── INPUT ──
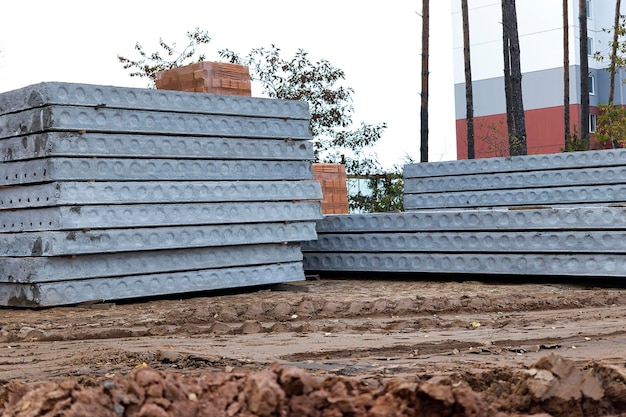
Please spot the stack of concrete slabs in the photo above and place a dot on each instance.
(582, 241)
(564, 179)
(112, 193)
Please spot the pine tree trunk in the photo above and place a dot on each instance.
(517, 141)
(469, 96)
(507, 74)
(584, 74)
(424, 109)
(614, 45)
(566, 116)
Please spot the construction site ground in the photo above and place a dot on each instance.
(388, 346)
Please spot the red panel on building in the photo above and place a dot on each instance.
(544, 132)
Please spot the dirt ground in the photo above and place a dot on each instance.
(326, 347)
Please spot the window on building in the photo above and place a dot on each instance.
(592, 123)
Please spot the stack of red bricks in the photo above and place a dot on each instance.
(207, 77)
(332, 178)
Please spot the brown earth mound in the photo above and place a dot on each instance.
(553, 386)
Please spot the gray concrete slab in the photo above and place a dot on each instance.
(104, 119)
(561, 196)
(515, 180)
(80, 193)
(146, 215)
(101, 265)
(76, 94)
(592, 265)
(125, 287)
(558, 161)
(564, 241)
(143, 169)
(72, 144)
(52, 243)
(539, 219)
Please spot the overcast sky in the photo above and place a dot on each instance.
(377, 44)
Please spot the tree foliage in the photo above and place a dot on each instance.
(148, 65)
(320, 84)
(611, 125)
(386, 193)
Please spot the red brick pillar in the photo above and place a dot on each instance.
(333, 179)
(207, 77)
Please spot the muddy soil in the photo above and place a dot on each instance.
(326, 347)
───
── INPUT ──
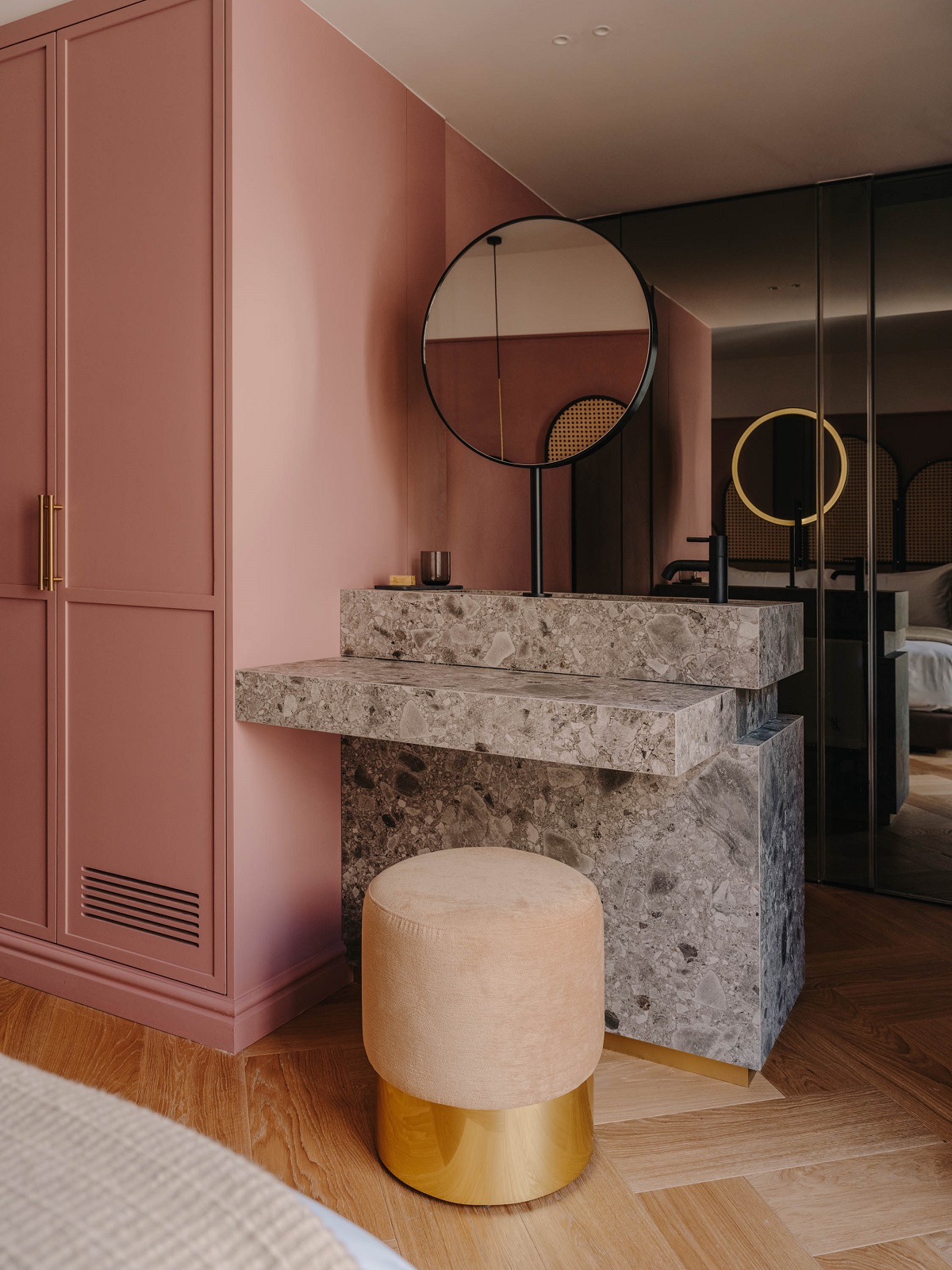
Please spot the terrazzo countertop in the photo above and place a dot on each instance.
───
── INPUT ──
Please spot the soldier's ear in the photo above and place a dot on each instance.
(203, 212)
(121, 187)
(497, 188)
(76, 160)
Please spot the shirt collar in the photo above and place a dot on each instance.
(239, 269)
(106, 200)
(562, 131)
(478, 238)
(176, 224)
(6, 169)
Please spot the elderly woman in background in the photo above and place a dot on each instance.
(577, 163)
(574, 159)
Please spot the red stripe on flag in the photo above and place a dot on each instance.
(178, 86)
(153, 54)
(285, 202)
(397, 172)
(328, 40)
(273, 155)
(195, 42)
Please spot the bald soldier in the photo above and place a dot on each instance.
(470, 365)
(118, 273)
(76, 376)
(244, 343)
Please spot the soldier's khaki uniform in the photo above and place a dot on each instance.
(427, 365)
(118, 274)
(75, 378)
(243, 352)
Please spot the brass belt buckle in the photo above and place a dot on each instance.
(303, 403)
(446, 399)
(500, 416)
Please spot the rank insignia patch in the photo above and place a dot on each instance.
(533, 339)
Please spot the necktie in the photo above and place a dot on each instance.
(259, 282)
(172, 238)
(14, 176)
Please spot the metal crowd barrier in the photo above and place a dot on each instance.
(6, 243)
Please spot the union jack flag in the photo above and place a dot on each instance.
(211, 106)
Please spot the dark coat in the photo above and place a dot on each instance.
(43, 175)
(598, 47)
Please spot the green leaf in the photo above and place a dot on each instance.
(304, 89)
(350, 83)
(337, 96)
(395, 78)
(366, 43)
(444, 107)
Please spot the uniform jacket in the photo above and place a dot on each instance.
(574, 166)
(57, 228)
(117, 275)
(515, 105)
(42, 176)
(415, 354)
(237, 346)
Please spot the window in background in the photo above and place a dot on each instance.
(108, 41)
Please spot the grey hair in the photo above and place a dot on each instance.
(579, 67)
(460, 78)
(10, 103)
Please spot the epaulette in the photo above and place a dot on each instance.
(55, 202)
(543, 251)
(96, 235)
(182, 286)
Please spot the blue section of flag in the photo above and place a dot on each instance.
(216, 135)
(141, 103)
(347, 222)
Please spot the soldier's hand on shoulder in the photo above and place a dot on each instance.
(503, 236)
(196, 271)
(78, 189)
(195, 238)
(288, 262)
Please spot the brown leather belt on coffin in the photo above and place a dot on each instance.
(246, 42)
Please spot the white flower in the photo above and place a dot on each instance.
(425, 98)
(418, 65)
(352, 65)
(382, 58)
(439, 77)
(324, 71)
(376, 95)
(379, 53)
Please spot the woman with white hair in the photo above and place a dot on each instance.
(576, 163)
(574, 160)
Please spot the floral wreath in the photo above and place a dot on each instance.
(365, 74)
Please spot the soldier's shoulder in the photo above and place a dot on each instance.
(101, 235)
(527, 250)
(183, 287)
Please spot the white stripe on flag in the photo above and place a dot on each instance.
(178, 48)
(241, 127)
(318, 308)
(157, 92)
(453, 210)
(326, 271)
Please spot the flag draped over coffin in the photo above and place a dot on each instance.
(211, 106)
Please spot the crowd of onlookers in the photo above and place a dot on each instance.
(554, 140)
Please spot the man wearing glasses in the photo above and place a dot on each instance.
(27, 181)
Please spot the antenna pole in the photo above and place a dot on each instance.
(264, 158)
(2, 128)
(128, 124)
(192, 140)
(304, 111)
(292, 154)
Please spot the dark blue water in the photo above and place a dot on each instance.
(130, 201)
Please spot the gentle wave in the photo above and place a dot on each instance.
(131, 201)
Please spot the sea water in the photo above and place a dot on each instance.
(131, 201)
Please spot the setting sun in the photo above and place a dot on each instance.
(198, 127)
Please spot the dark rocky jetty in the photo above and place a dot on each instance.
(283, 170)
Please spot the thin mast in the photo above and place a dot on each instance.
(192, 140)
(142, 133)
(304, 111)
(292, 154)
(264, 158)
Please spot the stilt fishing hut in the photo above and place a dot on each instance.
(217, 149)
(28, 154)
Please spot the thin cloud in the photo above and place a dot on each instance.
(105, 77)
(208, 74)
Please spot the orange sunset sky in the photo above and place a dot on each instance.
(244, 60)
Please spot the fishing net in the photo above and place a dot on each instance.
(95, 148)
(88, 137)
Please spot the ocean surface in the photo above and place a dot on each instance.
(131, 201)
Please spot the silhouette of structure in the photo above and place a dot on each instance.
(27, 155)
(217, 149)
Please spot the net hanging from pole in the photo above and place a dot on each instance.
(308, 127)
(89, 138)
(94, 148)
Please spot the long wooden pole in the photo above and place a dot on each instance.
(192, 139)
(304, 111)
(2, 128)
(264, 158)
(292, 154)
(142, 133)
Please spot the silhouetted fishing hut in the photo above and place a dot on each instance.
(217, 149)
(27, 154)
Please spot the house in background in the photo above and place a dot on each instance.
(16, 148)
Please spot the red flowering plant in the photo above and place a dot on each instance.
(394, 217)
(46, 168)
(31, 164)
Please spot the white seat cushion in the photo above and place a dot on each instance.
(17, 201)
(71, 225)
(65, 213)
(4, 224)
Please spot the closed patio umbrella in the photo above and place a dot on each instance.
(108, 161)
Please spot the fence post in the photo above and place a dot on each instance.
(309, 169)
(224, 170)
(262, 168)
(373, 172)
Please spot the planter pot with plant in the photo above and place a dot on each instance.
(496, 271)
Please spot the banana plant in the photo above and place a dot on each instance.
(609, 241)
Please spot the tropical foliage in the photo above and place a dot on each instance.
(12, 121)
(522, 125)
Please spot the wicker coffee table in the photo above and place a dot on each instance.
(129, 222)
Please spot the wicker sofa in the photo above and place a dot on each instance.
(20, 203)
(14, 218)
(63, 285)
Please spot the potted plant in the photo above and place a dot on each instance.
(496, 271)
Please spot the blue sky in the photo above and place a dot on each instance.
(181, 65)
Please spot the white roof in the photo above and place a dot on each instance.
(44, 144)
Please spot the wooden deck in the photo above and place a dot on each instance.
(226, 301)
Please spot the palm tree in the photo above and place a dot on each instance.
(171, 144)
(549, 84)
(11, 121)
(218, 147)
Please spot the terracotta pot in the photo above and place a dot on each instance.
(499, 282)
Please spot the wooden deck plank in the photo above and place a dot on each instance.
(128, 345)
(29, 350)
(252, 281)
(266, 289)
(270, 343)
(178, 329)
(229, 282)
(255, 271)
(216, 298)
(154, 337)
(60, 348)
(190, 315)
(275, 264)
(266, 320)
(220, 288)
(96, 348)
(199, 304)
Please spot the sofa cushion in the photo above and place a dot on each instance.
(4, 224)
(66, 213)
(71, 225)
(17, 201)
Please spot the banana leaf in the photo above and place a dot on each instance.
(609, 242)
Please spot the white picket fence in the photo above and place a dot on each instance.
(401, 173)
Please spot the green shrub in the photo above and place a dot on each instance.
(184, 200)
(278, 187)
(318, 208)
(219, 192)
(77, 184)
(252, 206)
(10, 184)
───
WORK TO COMPLETE:
Pull out each line of the data above that contains the string "cushion", matching case exactly.

FULL SOLUTION:
Please spot the white seat cushion in the photo above and place a dot on each instance.
Please spot the sofa cushion in the photo above and place a dot on each instance.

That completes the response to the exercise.